## ACTION ITEM
From the entries below, write out exactly the lines between the line holding "pixel 217 24." and the line holding "pixel 127 41.", inclusive, excluding any pictures.

## ENTRIES PROVIDED

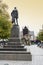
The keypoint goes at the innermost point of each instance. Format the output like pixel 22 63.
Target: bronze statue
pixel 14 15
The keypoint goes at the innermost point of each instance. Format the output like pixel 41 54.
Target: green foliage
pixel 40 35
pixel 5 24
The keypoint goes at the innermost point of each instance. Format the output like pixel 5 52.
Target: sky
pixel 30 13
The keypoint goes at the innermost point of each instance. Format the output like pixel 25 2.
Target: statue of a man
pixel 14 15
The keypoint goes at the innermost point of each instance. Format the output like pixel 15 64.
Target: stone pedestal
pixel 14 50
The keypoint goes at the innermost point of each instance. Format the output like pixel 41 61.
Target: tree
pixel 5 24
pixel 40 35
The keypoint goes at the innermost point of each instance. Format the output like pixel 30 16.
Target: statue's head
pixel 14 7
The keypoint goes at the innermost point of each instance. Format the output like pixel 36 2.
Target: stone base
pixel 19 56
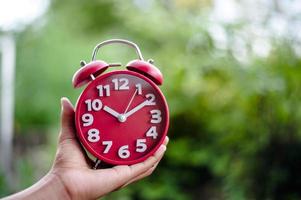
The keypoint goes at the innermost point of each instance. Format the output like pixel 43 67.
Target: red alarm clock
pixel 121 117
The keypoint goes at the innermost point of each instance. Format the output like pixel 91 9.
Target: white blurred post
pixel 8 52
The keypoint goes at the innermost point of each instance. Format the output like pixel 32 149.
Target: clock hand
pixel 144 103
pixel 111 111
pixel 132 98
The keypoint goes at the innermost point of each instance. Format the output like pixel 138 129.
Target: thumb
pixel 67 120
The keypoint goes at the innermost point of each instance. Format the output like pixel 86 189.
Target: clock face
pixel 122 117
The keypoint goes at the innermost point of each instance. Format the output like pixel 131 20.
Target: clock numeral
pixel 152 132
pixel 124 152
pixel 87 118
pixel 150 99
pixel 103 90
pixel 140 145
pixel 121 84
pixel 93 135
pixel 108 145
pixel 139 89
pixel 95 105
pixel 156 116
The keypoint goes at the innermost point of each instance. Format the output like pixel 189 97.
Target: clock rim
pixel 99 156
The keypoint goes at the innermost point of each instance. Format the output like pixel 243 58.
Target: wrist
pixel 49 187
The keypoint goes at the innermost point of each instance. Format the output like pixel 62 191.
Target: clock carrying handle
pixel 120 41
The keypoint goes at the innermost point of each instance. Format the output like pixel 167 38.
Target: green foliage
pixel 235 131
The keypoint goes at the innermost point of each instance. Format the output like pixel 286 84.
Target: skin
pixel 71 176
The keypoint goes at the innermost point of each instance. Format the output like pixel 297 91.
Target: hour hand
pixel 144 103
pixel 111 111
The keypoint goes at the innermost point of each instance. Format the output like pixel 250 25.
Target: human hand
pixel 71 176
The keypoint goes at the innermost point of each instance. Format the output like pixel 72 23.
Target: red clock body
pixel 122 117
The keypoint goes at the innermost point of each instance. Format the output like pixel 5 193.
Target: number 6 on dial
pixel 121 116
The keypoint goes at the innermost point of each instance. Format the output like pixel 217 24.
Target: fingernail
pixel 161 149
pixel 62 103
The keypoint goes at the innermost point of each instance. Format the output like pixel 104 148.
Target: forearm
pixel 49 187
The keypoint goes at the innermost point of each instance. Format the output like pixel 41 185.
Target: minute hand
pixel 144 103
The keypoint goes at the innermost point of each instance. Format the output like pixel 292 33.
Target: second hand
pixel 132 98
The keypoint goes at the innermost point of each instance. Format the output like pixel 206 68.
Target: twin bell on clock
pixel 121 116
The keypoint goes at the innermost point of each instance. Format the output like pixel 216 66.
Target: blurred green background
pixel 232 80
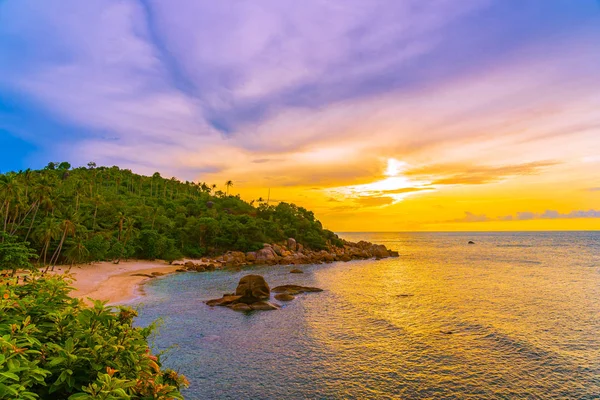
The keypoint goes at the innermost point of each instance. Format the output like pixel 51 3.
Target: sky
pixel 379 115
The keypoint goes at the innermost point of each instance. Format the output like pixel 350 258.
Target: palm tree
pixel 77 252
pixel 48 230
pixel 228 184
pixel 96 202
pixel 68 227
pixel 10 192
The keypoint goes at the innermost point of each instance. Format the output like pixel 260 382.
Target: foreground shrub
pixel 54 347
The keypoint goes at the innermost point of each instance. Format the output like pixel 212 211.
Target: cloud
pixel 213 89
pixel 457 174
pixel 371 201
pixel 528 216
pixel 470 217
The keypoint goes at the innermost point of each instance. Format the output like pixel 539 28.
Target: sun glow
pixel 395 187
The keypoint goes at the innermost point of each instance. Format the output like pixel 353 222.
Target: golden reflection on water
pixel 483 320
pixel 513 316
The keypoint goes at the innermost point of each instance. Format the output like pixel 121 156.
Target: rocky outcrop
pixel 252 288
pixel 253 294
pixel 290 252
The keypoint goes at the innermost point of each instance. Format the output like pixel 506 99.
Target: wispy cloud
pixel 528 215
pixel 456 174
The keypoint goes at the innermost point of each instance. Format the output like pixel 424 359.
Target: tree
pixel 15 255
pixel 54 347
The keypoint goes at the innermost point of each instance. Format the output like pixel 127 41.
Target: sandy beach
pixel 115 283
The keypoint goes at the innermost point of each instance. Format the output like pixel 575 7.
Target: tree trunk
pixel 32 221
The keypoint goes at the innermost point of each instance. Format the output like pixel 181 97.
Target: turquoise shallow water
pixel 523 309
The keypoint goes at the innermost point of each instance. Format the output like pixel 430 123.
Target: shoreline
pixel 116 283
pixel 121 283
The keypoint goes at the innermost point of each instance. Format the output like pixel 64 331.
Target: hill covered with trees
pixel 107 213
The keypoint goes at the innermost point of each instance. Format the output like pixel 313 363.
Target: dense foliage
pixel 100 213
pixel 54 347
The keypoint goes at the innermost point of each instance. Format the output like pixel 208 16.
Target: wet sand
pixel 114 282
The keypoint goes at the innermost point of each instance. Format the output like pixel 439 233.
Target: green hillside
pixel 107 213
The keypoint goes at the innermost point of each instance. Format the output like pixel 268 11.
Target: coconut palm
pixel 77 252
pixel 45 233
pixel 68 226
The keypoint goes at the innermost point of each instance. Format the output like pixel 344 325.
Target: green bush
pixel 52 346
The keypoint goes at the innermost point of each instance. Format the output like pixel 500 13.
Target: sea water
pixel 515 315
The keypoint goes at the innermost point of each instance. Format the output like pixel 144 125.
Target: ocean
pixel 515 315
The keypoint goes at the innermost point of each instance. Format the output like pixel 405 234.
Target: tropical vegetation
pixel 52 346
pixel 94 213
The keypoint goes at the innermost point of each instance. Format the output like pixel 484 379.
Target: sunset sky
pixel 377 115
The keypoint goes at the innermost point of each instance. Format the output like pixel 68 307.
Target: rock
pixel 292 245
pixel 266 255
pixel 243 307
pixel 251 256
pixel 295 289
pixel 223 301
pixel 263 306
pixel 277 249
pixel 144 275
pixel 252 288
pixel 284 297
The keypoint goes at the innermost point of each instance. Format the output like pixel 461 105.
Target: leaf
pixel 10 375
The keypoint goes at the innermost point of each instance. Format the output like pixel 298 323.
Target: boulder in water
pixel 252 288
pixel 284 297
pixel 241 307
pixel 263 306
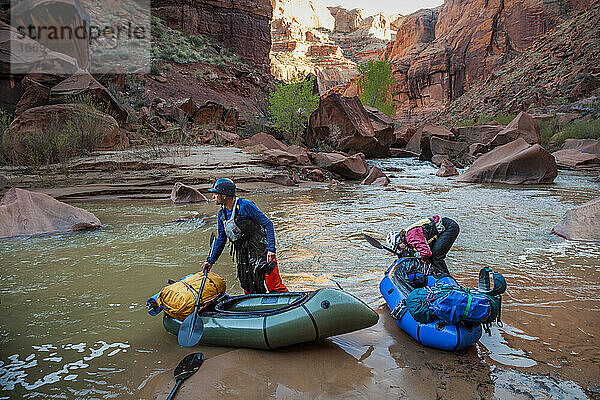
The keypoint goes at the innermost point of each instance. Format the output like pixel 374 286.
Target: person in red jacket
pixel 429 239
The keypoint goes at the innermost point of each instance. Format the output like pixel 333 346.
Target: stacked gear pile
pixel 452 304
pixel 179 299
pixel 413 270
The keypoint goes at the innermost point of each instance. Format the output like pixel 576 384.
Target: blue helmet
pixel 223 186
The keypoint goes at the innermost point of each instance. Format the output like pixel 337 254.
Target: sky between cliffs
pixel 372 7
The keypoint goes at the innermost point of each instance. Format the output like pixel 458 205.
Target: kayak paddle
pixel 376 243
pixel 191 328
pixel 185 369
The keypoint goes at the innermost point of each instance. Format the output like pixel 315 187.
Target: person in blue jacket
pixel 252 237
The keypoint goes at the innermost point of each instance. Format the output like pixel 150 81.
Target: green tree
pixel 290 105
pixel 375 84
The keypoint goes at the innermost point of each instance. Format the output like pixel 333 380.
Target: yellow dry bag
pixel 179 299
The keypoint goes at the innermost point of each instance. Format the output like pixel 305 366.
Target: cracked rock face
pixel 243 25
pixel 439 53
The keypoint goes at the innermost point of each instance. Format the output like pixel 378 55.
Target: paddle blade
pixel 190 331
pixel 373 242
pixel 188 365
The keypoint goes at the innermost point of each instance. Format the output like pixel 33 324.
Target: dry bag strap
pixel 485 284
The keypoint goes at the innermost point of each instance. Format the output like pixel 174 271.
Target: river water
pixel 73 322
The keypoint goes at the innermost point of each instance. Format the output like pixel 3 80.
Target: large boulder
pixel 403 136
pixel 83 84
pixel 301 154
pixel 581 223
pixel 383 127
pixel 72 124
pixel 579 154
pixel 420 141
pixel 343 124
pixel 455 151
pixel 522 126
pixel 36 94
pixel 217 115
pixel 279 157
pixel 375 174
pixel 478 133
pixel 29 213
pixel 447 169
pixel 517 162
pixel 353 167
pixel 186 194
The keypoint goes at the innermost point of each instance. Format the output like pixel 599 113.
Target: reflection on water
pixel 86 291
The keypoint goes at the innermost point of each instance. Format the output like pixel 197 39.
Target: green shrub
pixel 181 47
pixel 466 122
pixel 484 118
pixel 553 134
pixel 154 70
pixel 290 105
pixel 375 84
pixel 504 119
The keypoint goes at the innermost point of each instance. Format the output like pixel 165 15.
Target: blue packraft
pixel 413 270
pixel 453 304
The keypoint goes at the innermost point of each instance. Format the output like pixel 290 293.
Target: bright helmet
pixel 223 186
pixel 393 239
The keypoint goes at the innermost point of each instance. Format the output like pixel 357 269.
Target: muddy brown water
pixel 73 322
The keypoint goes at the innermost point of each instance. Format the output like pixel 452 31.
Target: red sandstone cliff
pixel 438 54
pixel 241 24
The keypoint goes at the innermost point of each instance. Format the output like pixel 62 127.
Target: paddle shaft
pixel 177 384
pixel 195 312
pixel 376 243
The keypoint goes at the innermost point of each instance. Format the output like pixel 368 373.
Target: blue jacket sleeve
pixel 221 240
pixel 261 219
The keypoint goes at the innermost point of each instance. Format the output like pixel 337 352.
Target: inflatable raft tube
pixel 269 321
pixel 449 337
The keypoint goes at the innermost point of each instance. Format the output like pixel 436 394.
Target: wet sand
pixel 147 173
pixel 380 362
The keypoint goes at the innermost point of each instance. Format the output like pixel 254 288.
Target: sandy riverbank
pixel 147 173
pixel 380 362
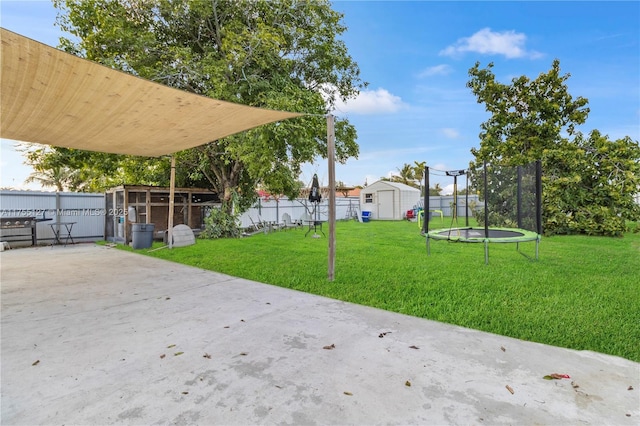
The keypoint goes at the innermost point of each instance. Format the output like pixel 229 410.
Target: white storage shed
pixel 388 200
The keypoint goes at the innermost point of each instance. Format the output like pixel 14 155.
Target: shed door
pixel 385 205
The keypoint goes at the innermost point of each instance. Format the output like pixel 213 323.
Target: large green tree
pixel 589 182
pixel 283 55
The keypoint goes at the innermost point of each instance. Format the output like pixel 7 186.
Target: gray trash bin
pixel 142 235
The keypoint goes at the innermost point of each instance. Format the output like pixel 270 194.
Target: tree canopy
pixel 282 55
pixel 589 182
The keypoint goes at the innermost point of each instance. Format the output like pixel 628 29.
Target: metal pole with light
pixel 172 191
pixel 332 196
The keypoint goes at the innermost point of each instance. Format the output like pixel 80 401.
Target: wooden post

## RESULT FOR THIS EXERCISE
The keypoint goes at the innermost point of each instance. Format the output like pixel 217 24.
Target: fingernail
pixel 161 149
pixel 62 103
The keypoint goes at the innermost point of each instance. Format the output like pixel 104 148.
Target: forearm
pixel 49 187
The keypoint goes at the innermost point of each instance. Format the output like pixel 41 185.
Target: minute hand
pixel 144 103
The keypoint goes at the innermost point of each instance. Format the output like pixel 292 33.
Target: second hand
pixel 132 98
The keypoint goes at the innermost point of each instance. Format the output like pixel 206 68.
Target: twin bell on clock
pixel 121 116
The keypoint goes at the innermost point of each instance. Format the output like pixel 216 66.
Target: blurred green background
pixel 232 80
The keypoint goes at the innermost point of each instance. Format the output like pixel 51 3.
Target: sky
pixel 379 115
The keypoint goes at the innermost point of each instance. Format the output like pixel 350 258.
Target: palm tree
pixel 77 252
pixel 48 230
pixel 228 184
pixel 96 202
pixel 68 227
pixel 10 192
The keypoint goes at the innermost point of each instance. Format the output like pixel 260 382.
Target: foreground shrub
pixel 54 347
The keypoint goes at the innermost point of each instance. Format the output like pixel 212 211.
Target: cloud
pixel 213 89
pixel 457 174
pixel 371 201
pixel 528 216
pixel 470 217
The keypoint goes at the innermost point of each instance. Format the output like pixel 539 28.
Target: sun glow
pixel 395 187
The keypoint goes at the innermost point of each instance. Format the output like pixel 353 222.
Target: golden reflection on water
pixel 483 320
pixel 513 316
The keypoint goes at the innermost point of each instance. Format the output like pixel 121 156.
Target: rocky outcrop
pixel 252 288
pixel 253 294
pixel 290 252
The keypoint goes at the innermost point of each instance. Format the output like pixel 506 99.
Target: wispy cloud
pixel 528 215
pixel 456 174
The keypoint goes at the innermost point of each instance. Format the output like pixel 424 359.
Target: tree
pixel 15 255
pixel 54 347
The keypoint goes at the innermost point of each instance. Format the output like pixel 127 41.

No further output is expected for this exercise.